Supplied data section start

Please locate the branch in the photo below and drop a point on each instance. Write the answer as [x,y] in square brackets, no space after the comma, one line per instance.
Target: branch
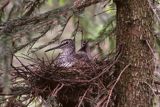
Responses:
[38,23]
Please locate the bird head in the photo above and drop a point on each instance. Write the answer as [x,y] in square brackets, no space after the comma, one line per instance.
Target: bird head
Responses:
[65,44]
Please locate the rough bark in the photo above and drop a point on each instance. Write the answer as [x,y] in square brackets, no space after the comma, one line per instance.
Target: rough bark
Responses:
[134,33]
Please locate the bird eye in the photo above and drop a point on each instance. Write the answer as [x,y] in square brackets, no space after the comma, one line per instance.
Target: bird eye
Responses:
[66,42]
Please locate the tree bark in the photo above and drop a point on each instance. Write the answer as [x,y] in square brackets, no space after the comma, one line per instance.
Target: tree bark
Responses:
[134,33]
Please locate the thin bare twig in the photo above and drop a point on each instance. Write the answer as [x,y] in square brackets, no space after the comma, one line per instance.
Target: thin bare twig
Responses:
[110,93]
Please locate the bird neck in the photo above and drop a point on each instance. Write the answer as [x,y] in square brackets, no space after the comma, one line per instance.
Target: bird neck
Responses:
[68,51]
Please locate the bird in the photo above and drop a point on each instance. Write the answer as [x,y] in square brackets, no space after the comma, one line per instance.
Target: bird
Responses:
[84,51]
[68,56]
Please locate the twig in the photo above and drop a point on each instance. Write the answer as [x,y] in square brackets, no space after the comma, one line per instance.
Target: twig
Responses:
[110,93]
[79,105]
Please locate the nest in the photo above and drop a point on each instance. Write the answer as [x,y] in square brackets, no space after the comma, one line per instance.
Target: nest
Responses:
[84,84]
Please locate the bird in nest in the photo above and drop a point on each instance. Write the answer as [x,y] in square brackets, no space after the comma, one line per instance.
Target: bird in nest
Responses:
[69,57]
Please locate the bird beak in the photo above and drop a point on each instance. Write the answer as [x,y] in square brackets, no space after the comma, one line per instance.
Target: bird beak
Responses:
[55,47]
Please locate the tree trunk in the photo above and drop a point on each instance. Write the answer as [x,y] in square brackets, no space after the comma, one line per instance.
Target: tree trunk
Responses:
[134,33]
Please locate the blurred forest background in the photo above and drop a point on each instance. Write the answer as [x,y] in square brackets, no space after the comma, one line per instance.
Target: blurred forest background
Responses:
[27,40]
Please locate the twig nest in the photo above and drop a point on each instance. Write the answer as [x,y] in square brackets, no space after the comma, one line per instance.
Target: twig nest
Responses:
[66,84]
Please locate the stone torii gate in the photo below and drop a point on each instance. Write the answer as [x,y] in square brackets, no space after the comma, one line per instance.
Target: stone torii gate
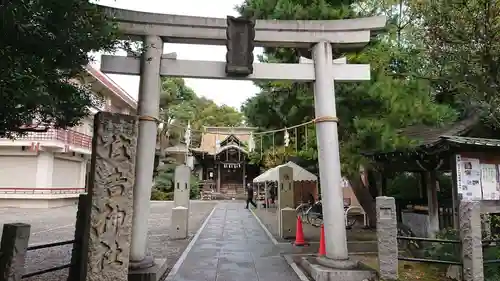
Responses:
[154,29]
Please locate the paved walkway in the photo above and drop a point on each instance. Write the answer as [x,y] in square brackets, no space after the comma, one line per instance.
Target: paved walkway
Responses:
[234,247]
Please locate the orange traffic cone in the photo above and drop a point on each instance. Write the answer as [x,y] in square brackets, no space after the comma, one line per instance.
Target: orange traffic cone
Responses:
[322,250]
[299,236]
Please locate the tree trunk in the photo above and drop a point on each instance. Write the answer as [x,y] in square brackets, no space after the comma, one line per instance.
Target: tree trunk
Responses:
[364,197]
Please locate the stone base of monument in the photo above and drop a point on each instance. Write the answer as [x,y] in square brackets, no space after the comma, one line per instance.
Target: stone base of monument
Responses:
[288,220]
[323,269]
[179,224]
[154,273]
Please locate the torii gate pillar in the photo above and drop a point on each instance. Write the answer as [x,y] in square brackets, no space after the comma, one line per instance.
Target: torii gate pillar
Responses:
[154,28]
[328,152]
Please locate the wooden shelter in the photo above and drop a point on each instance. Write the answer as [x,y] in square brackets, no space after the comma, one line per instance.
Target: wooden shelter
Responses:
[222,161]
[440,150]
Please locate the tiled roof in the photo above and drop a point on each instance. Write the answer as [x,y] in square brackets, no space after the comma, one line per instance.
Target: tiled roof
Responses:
[472,141]
[213,134]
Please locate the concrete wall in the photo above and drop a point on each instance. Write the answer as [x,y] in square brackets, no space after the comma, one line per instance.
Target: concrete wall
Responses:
[35,172]
[18,168]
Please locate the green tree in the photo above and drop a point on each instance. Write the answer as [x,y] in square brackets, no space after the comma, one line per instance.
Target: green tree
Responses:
[44,46]
[371,112]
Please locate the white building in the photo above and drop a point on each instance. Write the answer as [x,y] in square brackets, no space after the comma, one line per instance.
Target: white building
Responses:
[49,169]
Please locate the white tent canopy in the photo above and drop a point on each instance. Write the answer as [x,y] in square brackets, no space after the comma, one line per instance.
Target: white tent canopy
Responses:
[299,174]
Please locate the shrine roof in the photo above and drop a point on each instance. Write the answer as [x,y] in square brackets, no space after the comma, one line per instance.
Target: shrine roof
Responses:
[428,135]
[472,141]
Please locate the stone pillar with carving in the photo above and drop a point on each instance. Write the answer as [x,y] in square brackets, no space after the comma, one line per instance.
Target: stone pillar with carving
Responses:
[387,231]
[470,235]
[111,189]
[15,237]
[180,212]
[287,216]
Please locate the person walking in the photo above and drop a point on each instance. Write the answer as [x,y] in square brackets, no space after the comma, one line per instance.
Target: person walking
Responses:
[250,196]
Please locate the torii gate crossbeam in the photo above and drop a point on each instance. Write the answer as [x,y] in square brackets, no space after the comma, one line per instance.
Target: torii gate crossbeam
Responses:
[153,29]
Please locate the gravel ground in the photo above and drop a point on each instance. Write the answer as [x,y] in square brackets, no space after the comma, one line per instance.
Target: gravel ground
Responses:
[57,224]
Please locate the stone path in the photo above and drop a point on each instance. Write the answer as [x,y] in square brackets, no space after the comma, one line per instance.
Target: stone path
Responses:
[57,224]
[233,246]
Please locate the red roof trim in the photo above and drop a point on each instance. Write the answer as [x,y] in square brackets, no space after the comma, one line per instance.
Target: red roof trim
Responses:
[112,86]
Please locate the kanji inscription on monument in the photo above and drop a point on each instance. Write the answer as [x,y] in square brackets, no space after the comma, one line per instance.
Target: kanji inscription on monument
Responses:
[111,187]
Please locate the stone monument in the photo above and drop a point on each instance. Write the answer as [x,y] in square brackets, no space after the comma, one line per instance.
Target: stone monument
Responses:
[287,215]
[180,212]
[470,235]
[15,238]
[387,231]
[111,189]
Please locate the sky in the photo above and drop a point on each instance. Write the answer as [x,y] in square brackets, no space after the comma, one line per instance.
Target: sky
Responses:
[232,93]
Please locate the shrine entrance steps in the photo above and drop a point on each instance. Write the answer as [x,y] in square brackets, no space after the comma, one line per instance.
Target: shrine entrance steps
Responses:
[233,246]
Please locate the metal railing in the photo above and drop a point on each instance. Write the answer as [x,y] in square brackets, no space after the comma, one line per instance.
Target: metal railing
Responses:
[12,190]
[52,269]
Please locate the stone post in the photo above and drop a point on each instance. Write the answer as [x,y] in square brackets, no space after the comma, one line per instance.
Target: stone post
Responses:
[15,237]
[329,157]
[180,212]
[148,110]
[470,235]
[387,231]
[287,216]
[82,231]
[111,189]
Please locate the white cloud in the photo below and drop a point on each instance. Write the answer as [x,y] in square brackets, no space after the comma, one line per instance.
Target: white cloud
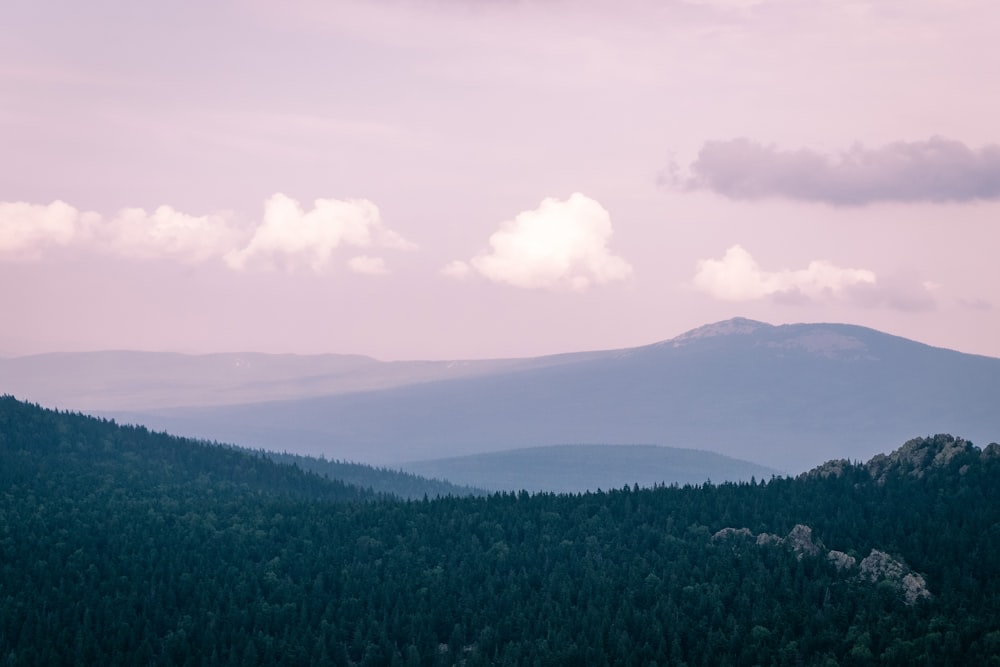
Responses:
[27,228]
[738,277]
[559,245]
[135,234]
[289,235]
[373,266]
[936,170]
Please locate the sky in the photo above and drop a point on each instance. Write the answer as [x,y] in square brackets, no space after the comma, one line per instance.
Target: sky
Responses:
[447,179]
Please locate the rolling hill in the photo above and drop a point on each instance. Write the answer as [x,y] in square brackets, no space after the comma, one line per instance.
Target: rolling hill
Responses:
[788,397]
[579,468]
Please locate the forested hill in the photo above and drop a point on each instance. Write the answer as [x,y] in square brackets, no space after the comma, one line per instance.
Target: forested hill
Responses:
[106,561]
[399,483]
[103,453]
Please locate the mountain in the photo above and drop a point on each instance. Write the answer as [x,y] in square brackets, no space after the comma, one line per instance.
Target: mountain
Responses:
[81,447]
[579,468]
[119,546]
[130,380]
[788,397]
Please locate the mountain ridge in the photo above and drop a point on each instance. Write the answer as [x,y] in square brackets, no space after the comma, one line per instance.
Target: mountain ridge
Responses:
[785,396]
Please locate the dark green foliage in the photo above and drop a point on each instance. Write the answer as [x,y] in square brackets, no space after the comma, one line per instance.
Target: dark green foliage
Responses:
[119,546]
[380,480]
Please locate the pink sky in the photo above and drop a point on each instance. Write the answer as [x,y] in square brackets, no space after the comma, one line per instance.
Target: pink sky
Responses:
[455,179]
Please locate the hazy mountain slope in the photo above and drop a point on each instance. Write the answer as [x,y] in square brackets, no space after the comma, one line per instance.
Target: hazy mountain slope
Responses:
[579,468]
[128,380]
[123,547]
[786,396]
[89,448]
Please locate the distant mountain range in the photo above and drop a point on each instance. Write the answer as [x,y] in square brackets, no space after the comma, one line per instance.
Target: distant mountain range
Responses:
[789,397]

Supplied data section end

▶ Required action
Search the entries for the word "tent" and show every line that has it.

▶ Finished task
Please locate the white tent canopy in the photo above and drop a point on each instance. Write the answer as [x,y] in square brackets, no space after the comma, one line per instance.
Target: white tent canopy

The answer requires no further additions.